WHAT YOU NEED TO DO ▸ Convert the listing below into a Markdown table with a Row column holding the row number and a Line column holding the line, skipping blank lines. Cover only the part that opens with the line containing "tree foliage, one" and closes at the end of the listing.

* begin PROVIDED RECORDS *

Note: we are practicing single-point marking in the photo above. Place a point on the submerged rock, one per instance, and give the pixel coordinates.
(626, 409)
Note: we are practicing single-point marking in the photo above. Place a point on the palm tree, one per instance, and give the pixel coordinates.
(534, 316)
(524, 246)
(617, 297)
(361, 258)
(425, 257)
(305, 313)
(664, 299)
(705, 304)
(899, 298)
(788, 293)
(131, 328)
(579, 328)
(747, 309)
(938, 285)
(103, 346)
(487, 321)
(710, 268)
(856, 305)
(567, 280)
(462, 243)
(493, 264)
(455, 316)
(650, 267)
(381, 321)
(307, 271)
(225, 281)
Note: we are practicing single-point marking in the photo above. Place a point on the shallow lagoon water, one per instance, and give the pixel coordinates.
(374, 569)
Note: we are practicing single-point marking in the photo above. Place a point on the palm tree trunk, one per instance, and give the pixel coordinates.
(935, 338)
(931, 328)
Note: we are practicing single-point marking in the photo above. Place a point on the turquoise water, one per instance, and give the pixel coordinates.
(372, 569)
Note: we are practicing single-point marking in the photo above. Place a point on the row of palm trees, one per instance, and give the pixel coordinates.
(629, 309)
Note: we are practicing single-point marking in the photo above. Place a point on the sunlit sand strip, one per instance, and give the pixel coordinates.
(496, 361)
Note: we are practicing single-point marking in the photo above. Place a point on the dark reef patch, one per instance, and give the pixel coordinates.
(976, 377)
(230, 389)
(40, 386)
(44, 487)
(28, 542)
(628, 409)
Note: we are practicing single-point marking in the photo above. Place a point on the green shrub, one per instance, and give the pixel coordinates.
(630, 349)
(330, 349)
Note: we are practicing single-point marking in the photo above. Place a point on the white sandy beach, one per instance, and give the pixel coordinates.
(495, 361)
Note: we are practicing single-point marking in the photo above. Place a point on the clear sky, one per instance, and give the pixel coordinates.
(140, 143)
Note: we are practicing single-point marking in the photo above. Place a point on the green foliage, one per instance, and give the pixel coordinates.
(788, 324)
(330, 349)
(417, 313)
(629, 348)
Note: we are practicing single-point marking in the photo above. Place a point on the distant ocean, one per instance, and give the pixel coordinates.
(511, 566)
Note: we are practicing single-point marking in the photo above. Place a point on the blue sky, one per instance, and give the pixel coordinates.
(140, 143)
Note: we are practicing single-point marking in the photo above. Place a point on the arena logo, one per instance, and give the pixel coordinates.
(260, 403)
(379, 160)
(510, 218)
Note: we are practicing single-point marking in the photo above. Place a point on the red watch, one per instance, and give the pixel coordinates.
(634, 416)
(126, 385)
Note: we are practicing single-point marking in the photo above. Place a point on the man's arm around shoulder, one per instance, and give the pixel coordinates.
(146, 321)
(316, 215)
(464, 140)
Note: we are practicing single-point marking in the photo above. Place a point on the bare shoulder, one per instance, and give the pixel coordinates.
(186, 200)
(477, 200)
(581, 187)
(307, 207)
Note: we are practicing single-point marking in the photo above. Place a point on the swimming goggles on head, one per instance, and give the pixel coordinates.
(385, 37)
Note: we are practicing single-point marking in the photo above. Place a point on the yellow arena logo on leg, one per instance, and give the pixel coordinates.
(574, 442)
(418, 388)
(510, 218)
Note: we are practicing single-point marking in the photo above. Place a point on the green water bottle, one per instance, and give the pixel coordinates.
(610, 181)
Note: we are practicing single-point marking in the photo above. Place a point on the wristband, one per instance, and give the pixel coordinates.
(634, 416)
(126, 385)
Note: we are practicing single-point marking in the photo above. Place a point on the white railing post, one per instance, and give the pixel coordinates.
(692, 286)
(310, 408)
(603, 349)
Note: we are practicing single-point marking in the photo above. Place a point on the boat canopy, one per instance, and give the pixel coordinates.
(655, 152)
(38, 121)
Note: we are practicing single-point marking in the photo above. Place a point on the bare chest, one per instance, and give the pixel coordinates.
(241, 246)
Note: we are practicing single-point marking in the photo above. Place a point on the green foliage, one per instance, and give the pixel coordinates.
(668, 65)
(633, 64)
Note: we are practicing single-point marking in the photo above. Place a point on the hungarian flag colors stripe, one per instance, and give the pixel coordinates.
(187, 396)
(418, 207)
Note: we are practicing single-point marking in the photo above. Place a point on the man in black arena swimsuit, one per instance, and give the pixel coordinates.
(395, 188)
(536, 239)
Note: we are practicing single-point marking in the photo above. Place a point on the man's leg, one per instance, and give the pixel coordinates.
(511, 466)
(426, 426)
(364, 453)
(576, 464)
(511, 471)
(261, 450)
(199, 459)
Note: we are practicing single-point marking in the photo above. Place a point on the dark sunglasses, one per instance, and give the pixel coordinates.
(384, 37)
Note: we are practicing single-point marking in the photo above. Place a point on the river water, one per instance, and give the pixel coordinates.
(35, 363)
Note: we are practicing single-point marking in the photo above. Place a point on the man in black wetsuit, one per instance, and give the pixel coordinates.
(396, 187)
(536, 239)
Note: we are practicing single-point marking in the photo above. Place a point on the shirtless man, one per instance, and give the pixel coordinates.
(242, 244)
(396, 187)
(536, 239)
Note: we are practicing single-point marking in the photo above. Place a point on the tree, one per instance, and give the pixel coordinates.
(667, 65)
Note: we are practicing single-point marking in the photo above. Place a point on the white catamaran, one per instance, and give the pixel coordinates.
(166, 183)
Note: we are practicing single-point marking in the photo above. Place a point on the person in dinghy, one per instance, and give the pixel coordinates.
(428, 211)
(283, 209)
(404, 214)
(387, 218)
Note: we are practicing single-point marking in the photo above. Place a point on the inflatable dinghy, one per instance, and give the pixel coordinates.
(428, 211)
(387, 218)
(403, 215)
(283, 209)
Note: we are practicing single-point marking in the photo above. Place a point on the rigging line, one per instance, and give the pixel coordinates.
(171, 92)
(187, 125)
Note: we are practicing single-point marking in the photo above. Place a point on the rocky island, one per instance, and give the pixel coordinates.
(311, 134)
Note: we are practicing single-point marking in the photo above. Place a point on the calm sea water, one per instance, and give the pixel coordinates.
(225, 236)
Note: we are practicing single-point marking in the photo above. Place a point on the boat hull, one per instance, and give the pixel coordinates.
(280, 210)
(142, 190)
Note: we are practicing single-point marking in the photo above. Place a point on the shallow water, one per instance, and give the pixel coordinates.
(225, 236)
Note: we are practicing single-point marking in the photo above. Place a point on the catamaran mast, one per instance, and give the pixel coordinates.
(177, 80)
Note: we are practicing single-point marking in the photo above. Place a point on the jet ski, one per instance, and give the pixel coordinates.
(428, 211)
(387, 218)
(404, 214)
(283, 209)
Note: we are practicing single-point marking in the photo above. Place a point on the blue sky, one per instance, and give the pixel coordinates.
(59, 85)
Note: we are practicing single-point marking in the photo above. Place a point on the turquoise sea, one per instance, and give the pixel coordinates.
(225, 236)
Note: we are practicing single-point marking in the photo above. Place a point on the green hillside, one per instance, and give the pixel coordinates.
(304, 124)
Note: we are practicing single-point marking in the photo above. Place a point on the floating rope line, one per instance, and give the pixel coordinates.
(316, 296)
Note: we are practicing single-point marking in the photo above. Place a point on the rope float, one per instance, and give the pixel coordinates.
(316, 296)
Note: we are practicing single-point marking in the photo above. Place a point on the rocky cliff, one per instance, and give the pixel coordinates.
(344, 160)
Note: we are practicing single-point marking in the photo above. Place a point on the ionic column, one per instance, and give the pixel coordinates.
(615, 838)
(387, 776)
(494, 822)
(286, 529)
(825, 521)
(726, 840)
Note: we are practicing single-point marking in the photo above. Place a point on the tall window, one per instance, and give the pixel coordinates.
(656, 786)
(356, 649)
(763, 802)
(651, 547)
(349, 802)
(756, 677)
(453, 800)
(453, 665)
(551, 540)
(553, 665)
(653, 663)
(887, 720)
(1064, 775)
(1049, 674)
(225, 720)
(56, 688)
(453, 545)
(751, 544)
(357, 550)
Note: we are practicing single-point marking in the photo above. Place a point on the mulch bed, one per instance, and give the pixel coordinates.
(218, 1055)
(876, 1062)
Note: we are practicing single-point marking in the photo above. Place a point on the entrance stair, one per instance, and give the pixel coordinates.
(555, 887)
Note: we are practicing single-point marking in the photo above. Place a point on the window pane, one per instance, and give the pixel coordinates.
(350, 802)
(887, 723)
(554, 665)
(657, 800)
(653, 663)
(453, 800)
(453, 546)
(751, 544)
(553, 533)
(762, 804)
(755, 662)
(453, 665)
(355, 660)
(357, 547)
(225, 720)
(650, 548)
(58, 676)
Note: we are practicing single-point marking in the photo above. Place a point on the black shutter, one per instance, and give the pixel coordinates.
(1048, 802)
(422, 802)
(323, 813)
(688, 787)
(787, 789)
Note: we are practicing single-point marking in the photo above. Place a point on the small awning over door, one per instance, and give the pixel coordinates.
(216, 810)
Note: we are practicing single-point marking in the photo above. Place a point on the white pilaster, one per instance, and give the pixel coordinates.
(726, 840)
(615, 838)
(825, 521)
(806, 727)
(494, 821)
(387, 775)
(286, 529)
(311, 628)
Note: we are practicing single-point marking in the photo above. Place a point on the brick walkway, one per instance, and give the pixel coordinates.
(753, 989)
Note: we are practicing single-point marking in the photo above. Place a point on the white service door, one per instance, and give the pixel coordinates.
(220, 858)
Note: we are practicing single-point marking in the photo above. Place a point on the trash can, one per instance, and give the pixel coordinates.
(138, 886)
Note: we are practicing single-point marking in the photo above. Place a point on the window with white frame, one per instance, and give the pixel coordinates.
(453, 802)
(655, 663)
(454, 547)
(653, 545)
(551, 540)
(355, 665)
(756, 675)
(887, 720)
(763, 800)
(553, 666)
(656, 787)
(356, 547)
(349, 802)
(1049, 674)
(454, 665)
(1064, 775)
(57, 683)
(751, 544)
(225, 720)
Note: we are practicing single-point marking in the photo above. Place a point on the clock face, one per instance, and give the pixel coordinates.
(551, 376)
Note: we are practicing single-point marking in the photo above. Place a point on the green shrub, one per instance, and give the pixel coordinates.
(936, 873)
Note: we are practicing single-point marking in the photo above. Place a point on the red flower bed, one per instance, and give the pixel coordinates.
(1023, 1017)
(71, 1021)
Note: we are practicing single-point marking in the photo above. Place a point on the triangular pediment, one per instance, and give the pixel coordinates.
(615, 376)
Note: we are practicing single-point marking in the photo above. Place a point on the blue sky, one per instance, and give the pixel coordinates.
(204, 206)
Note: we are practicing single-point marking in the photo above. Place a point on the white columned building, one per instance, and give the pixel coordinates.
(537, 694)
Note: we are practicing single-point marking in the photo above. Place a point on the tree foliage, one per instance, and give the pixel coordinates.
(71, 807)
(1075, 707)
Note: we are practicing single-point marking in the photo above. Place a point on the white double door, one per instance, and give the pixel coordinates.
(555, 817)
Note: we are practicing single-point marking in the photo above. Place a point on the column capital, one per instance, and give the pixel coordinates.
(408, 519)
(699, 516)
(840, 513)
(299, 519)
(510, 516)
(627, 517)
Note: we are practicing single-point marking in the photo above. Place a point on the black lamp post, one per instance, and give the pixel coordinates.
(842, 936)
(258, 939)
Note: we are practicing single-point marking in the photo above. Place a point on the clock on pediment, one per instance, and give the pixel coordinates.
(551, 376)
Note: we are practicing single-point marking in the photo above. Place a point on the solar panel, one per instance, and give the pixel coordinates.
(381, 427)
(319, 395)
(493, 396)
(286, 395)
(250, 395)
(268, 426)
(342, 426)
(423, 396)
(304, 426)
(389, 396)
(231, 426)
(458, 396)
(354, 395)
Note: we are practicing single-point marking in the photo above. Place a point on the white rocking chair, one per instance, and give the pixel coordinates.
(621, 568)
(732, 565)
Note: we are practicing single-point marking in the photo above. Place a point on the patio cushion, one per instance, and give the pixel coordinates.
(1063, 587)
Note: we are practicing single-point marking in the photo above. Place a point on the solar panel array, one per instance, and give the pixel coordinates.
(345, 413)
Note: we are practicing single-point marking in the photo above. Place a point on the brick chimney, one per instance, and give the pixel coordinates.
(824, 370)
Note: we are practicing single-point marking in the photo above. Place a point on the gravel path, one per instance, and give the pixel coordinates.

* end PROVIDED RECORDS *

EXERCISE SOLUTION ▸
| Row | Line |
|---|---|
| 1 | Note: we are practicing single-point marking in the photo above. Place a point on the tree foliage, one per instance, and give the pixel coordinates. |
| 2 | (71, 807) |
| 3 | (1075, 707) |
| 4 | Note: we are practicing single-point marking in the photo above. Place a point on the white double door, one per instance, and give the pixel coordinates. |
| 5 | (555, 817) |
| 6 | Note: we are practicing single-point marking in the photo above. Place a point on the column capital, one per instance, and give the pixel coordinates. |
| 7 | (408, 519) |
| 8 | (699, 516) |
| 9 | (840, 513) |
| 10 | (299, 519) |
| 11 | (510, 516) |
| 12 | (627, 517) |
| 13 | Note: we are practicing single-point marking in the photo above. Place a point on the black lamp post, one per instance, and give the pixel coordinates. |
| 14 | (842, 936) |
| 15 | (258, 939) |
| 16 | Note: we are practicing single-point marking in the photo above. Place a point on the clock on pediment, one per instance, and give the pixel coordinates. |
| 17 | (551, 376) |
| 18 | Note: we are practicing single-point marking in the photo above. Place a point on the solar panel, one per instance, and give the pixel coordinates. |
| 19 | (381, 427) |
| 20 | (319, 395) |
| 21 | (493, 396) |
| 22 | (286, 395) |
| 23 | (250, 395) |
| 24 | (268, 426) |
| 25 | (342, 426) |
| 26 | (423, 396) |
| 27 | (304, 426) |
| 28 | (389, 396) |
| 29 | (231, 426) |
| 30 | (458, 396) |
| 31 | (354, 395) |
| 32 | Note: we are practicing single-point marking in the photo above. Place a point on the white rocking chair, one per instance, and give the pixel coordinates. |
| 33 | (621, 568) |
| 34 | (732, 565) |
| 35 | Note: we are practicing single-point marking in the photo above. Place a point on the patio cushion, one per instance, and give the pixel coordinates. |
| 36 | (1063, 587) |
| 37 | Note: we are practicing single-point marking in the photo above. Place a point on the solar panel array, one per instance, and give the pixel coordinates. |
| 38 | (345, 413) |
| 39 | Note: we are practicing single-point marking in the photo above. Place a point on the brick chimney, one per instance, and give the pixel coordinates. |
| 40 | (824, 370) |
| 41 | Note: we are practicing single-point marking in the photo above. Place a point on the gravel path, one per instance, and give the pixel coordinates. |